-- START --
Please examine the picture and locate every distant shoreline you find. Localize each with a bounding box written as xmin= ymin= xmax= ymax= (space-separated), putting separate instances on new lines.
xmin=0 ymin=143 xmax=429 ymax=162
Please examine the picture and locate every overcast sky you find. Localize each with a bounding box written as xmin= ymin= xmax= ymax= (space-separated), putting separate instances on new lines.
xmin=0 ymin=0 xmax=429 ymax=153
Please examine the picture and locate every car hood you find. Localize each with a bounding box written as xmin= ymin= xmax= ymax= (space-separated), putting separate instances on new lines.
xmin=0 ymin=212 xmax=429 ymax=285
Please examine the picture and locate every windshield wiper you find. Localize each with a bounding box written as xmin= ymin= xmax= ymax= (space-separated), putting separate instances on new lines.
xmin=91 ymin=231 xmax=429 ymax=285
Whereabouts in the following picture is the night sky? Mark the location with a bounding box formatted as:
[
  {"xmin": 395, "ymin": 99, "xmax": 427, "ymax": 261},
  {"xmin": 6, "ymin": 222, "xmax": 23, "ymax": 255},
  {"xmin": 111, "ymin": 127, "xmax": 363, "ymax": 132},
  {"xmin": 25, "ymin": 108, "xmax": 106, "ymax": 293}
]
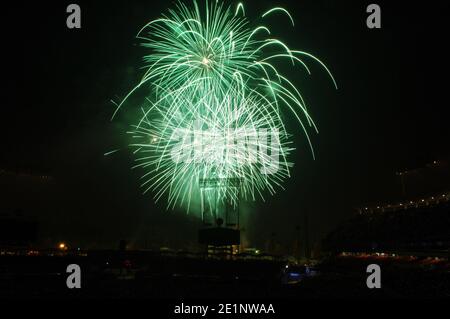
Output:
[{"xmin": 0, "ymin": 0, "xmax": 450, "ymax": 248}]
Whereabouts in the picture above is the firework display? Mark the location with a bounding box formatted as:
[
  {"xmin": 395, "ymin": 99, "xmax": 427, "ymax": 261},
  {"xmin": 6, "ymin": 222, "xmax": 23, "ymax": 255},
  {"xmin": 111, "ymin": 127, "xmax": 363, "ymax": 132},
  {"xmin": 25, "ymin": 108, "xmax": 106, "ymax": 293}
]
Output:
[{"xmin": 114, "ymin": 1, "xmax": 336, "ymax": 212}]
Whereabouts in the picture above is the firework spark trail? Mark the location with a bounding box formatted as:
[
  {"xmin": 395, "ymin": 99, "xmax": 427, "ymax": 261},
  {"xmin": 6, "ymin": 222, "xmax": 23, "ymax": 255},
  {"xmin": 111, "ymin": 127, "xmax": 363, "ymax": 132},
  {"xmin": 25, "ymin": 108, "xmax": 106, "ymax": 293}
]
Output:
[{"xmin": 113, "ymin": 1, "xmax": 337, "ymax": 215}]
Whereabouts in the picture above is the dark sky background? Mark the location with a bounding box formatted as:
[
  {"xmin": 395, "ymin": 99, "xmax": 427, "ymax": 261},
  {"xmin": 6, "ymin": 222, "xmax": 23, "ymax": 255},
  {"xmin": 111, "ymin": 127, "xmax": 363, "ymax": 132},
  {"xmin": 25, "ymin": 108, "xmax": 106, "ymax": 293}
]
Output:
[{"xmin": 0, "ymin": 0, "xmax": 450, "ymax": 252}]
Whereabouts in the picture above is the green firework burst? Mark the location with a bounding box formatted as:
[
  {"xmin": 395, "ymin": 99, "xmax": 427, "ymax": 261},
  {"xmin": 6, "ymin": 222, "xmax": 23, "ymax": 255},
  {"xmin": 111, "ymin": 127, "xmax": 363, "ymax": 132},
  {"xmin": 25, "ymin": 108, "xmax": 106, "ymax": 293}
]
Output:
[{"xmin": 114, "ymin": 1, "xmax": 336, "ymax": 215}]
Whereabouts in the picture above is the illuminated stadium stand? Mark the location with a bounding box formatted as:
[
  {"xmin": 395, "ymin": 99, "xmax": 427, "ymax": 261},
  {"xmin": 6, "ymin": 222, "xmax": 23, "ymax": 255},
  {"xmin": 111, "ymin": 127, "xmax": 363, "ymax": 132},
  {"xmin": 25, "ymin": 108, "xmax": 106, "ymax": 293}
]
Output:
[{"xmin": 325, "ymin": 192, "xmax": 450, "ymax": 257}]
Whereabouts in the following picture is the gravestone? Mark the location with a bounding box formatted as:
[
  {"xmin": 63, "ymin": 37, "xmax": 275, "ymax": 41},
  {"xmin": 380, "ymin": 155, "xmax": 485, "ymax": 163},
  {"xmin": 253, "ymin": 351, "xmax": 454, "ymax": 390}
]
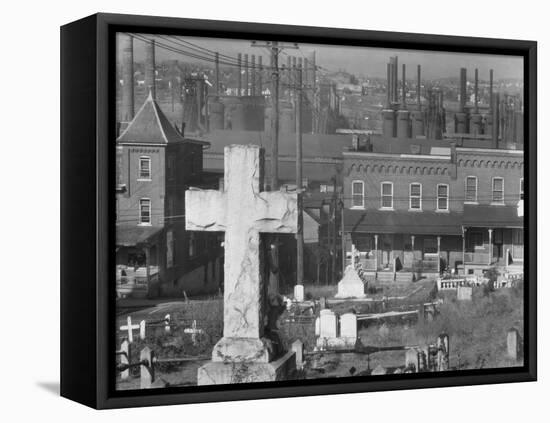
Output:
[
  {"xmin": 185, "ymin": 145, "xmax": 298, "ymax": 385},
  {"xmin": 335, "ymin": 264, "xmax": 365, "ymax": 298},
  {"xmin": 506, "ymin": 328, "xmax": 520, "ymax": 361},
  {"xmin": 340, "ymin": 313, "xmax": 357, "ymax": 348},
  {"xmin": 294, "ymin": 285, "xmax": 304, "ymax": 303},
  {"xmin": 456, "ymin": 286, "xmax": 473, "ymax": 301}
]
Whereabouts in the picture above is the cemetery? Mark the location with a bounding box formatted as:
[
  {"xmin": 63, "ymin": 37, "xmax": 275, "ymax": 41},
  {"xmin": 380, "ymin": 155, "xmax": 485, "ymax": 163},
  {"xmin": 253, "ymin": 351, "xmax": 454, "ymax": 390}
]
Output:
[{"xmin": 116, "ymin": 145, "xmax": 523, "ymax": 389}]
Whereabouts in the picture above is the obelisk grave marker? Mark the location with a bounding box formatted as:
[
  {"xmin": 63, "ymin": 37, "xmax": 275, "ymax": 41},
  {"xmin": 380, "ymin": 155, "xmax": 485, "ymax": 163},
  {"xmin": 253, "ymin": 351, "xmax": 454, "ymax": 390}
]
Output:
[{"xmin": 185, "ymin": 145, "xmax": 298, "ymax": 385}]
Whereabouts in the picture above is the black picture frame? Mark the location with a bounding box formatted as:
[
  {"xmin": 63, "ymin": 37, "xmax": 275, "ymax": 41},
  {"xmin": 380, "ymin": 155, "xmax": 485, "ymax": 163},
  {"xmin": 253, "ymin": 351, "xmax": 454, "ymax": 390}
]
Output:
[{"xmin": 61, "ymin": 14, "xmax": 537, "ymax": 409}]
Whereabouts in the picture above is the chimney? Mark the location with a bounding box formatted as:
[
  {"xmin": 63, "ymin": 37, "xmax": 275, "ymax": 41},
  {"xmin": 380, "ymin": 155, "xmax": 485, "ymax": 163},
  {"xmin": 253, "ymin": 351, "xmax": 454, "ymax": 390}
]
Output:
[
  {"xmin": 470, "ymin": 68, "xmax": 482, "ymax": 135},
  {"xmin": 411, "ymin": 65, "xmax": 424, "ymax": 138},
  {"xmin": 397, "ymin": 64, "xmax": 410, "ymax": 138},
  {"xmin": 120, "ymin": 34, "xmax": 134, "ymax": 122},
  {"xmin": 244, "ymin": 54, "xmax": 249, "ymax": 96},
  {"xmin": 455, "ymin": 68, "xmax": 468, "ymax": 134},
  {"xmin": 250, "ymin": 55, "xmax": 257, "ymax": 96},
  {"xmin": 145, "ymin": 40, "xmax": 157, "ymax": 100},
  {"xmin": 237, "ymin": 53, "xmax": 243, "ymax": 97}
]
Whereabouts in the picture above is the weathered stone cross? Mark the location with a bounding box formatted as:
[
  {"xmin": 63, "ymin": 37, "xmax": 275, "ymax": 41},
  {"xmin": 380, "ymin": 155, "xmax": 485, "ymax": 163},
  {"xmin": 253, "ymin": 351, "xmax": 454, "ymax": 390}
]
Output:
[{"xmin": 185, "ymin": 145, "xmax": 298, "ymax": 363}]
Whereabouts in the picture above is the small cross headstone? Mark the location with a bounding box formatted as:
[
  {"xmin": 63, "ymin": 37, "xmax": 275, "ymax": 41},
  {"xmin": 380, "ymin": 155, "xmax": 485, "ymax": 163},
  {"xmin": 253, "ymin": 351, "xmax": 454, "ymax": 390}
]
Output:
[
  {"xmin": 340, "ymin": 313, "xmax": 357, "ymax": 343},
  {"xmin": 120, "ymin": 316, "xmax": 140, "ymax": 343}
]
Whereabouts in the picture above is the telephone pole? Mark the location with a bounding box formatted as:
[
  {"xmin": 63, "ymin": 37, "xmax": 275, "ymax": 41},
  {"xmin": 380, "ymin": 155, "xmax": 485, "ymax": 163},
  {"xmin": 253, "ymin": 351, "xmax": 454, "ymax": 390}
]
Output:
[{"xmin": 295, "ymin": 64, "xmax": 304, "ymax": 285}]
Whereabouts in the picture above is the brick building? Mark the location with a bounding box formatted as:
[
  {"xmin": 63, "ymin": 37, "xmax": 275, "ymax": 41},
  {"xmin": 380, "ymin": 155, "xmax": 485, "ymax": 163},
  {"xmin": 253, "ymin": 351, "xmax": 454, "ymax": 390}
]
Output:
[
  {"xmin": 116, "ymin": 95, "xmax": 223, "ymax": 296},
  {"xmin": 343, "ymin": 136, "xmax": 523, "ymax": 280}
]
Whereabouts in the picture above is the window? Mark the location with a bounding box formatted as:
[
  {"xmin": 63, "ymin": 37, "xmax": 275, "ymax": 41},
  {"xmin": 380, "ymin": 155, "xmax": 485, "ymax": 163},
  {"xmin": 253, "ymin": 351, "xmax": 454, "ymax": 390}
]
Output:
[
  {"xmin": 139, "ymin": 198, "xmax": 151, "ymax": 225},
  {"xmin": 465, "ymin": 176, "xmax": 477, "ymax": 203},
  {"xmin": 380, "ymin": 182, "xmax": 393, "ymax": 209},
  {"xmin": 437, "ymin": 184, "xmax": 449, "ymax": 211},
  {"xmin": 351, "ymin": 181, "xmax": 365, "ymax": 208},
  {"xmin": 409, "ymin": 183, "xmax": 422, "ymax": 210},
  {"xmin": 493, "ymin": 178, "xmax": 504, "ymax": 204},
  {"xmin": 139, "ymin": 156, "xmax": 151, "ymax": 179},
  {"xmin": 519, "ymin": 178, "xmax": 523, "ymax": 200}
]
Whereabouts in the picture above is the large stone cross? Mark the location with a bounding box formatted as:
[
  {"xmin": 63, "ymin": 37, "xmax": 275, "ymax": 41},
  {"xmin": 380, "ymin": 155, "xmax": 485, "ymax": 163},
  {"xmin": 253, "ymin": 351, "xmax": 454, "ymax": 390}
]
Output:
[{"xmin": 185, "ymin": 145, "xmax": 298, "ymax": 362}]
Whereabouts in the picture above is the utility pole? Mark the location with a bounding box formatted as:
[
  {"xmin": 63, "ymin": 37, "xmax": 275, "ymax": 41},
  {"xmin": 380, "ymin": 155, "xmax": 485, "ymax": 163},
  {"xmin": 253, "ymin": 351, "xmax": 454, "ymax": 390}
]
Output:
[{"xmin": 298, "ymin": 64, "xmax": 304, "ymax": 285}]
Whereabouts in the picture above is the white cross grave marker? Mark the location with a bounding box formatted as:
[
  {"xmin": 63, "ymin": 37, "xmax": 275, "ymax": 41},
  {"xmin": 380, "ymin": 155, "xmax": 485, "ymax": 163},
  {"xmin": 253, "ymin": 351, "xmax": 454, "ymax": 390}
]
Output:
[
  {"xmin": 185, "ymin": 145, "xmax": 298, "ymax": 362},
  {"xmin": 120, "ymin": 316, "xmax": 141, "ymax": 343},
  {"xmin": 183, "ymin": 320, "xmax": 202, "ymax": 345}
]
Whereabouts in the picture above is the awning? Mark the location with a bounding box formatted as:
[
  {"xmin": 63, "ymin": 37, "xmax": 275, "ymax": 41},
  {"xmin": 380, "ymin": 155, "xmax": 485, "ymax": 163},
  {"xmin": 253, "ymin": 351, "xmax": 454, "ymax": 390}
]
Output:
[
  {"xmin": 464, "ymin": 204, "xmax": 523, "ymax": 228},
  {"xmin": 344, "ymin": 209, "xmax": 462, "ymax": 235},
  {"xmin": 116, "ymin": 225, "xmax": 162, "ymax": 247}
]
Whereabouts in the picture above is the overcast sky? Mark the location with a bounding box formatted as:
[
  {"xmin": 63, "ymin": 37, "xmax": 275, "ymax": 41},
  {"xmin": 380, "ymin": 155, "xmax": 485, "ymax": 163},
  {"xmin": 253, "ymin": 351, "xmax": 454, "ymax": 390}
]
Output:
[{"xmin": 118, "ymin": 35, "xmax": 523, "ymax": 80}]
-- END --
◆ **WHAT TO PRODUCE**
How many lines in the listing above contain the string "marker"? Tally them and reply with the number alone.

◆ **EXERCISE RESULT**
2